##### TASK MATERIAL #####
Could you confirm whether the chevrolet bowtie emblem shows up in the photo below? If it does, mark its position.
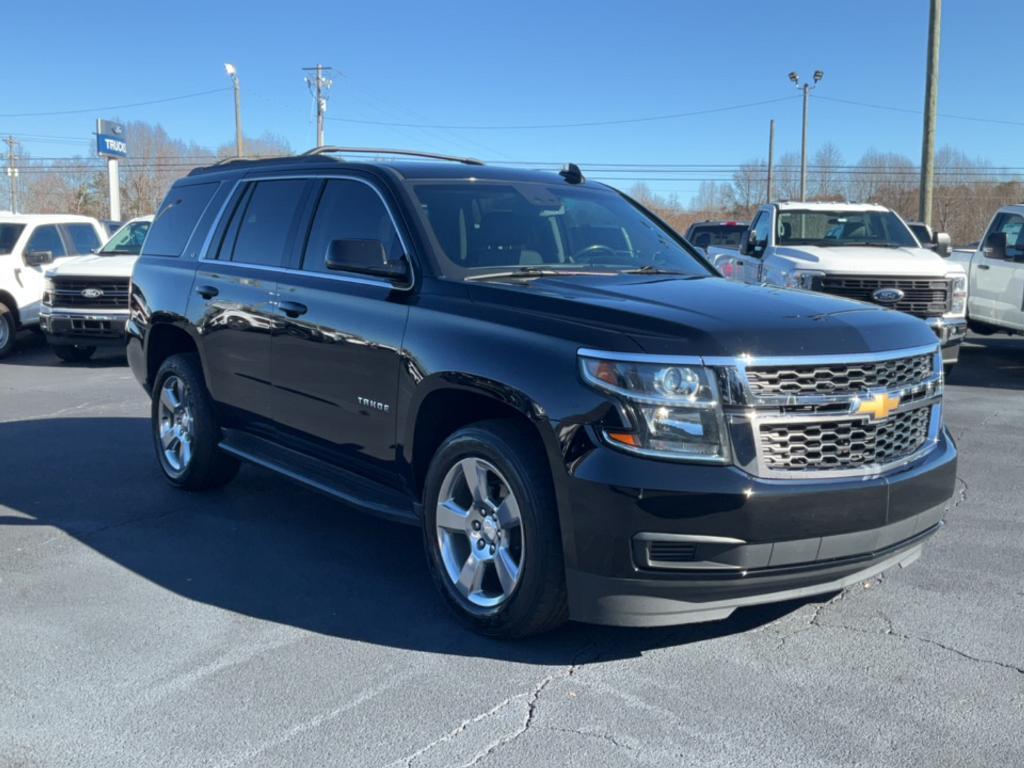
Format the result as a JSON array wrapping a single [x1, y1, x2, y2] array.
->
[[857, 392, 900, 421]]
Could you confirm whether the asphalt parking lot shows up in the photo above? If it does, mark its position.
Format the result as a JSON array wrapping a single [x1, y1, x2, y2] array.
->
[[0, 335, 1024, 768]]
#####
##### TASK MATERIAL #####
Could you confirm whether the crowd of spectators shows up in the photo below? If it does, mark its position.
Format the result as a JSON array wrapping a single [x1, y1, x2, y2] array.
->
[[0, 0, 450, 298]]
#####
##### TASK MATERIAL #####
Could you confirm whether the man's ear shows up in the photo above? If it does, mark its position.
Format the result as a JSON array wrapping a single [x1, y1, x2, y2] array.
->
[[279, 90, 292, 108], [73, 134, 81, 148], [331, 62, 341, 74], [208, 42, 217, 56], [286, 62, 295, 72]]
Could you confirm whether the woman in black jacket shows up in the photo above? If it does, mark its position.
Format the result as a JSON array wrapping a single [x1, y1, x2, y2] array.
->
#####
REQUIREMENT: Transcribe the items verbatim, beginning with the line containing "Could you confirm whether the crowd" and continuing through the line containing "[[0, 0, 450, 298]]", including both of those lines.

TASK SOLUTION:
Could you confirm whether the crowd of spectators shows up in the photo below? If it does, mark its position.
Format the result as a JSON array wrapping a single [x1, y1, x2, y2] array.
->
[[0, 0, 450, 298]]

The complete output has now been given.